About this task: Repeat the records below exactly.

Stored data
◆ ◆ ◆ ◆
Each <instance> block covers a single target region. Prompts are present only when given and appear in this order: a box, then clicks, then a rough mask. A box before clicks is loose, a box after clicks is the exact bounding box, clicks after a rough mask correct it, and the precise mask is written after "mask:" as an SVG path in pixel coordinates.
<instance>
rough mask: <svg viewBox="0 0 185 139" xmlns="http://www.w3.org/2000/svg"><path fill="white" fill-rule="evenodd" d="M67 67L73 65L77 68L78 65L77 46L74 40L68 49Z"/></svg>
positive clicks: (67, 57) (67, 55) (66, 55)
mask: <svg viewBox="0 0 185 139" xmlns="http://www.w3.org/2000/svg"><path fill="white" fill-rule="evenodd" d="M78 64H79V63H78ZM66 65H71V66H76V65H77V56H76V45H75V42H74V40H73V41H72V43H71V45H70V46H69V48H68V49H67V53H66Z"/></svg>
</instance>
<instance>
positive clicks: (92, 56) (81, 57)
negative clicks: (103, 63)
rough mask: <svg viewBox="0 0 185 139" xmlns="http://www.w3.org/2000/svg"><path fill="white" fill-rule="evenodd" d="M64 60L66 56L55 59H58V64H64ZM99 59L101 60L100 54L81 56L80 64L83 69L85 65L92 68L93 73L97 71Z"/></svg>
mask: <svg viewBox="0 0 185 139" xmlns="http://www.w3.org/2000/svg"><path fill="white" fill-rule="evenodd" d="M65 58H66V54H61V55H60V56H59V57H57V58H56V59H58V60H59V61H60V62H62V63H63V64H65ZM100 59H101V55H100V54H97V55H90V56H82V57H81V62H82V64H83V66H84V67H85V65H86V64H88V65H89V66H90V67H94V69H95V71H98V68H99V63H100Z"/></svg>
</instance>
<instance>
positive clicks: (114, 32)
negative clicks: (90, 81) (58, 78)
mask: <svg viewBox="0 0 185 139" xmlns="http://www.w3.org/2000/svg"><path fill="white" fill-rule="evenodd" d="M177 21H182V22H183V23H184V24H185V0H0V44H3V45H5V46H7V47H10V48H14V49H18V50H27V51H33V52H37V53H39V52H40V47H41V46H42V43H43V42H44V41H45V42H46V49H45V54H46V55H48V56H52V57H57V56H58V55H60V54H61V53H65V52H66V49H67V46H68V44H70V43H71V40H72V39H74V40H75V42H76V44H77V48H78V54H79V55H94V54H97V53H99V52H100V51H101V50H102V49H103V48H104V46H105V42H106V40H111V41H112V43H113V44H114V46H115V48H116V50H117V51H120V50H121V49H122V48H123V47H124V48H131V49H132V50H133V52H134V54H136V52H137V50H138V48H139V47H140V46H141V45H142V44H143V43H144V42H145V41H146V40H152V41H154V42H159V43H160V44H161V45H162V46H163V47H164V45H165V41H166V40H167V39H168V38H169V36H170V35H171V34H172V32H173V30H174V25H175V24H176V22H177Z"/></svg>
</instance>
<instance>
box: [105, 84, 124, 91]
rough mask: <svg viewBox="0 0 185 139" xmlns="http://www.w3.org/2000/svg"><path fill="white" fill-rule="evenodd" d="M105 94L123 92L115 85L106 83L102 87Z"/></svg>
◆ ◆ ◆ ◆
Result:
Each <instance> block covers a single target region. Prompts are present only when given and appear in this order: a box, then clicks, then a rough mask. A box before clicks is loose, a box after clicks is the exact bounding box, clicks after a rough mask correct it, and the precise mask is written after "mask:" as an SVG path in pixel coordinates.
<instance>
rough mask: <svg viewBox="0 0 185 139" xmlns="http://www.w3.org/2000/svg"><path fill="white" fill-rule="evenodd" d="M67 67L73 65L77 68L78 65L77 46L74 40L68 49Z"/></svg>
positive clicks: (67, 57) (67, 55) (66, 55)
mask: <svg viewBox="0 0 185 139" xmlns="http://www.w3.org/2000/svg"><path fill="white" fill-rule="evenodd" d="M78 64H79V63H78ZM66 65H71V66H76V65H77V56H76V45H75V42H74V40H73V41H72V43H71V45H70V46H69V48H68V49H67V53H66Z"/></svg>
</instance>
<instance>
positive clicks: (92, 56) (81, 57)
negative clicks: (103, 63)
rough mask: <svg viewBox="0 0 185 139" xmlns="http://www.w3.org/2000/svg"><path fill="white" fill-rule="evenodd" d="M64 60L66 56L55 59H58V64H64ZM99 59L101 60L100 54L81 56L80 64L83 69L85 65L92 68L93 73L97 71Z"/></svg>
mask: <svg viewBox="0 0 185 139" xmlns="http://www.w3.org/2000/svg"><path fill="white" fill-rule="evenodd" d="M65 58H66V54H61V55H60V56H59V57H57V58H56V59H58V60H59V61H60V62H62V63H63V64H65ZM100 59H101V55H100V54H97V55H90V56H82V57H81V62H82V64H83V66H84V67H85V65H86V64H88V65H89V66H90V67H94V69H95V71H98V68H99V63H100Z"/></svg>
</instance>
<instance>
positive clicks: (114, 32)
negative clicks: (90, 81) (58, 78)
mask: <svg viewBox="0 0 185 139" xmlns="http://www.w3.org/2000/svg"><path fill="white" fill-rule="evenodd" d="M177 21H182V22H183V23H184V24H185V0H0V44H3V45H5V46H7V47H10V48H14V49H18V50H27V51H33V52H37V53H39V52H40V47H41V46H42V43H43V42H44V41H45V42H46V49H45V54H46V55H48V56H52V57H57V56H58V55H60V54H61V53H65V52H66V49H67V46H68V44H70V43H71V40H72V39H74V40H75V42H76V44H77V48H78V54H79V55H94V54H97V53H99V52H100V51H101V50H102V49H103V48H104V46H105V42H106V40H111V41H112V43H113V44H114V46H115V48H116V50H117V51H120V50H121V49H122V48H123V47H124V48H131V49H132V50H133V52H134V54H136V52H137V50H138V48H139V47H140V46H141V45H142V44H143V43H144V42H145V41H146V40H152V41H154V42H159V43H160V44H161V45H162V46H163V47H164V45H165V41H166V40H167V39H168V38H169V36H170V35H171V34H172V32H173V30H174V25H175V24H176V22H177Z"/></svg>
</instance>
<instance>
box: [105, 84, 124, 91]
rough mask: <svg viewBox="0 0 185 139" xmlns="http://www.w3.org/2000/svg"><path fill="white" fill-rule="evenodd" d="M105 94L123 92L115 85L106 83L102 87Z"/></svg>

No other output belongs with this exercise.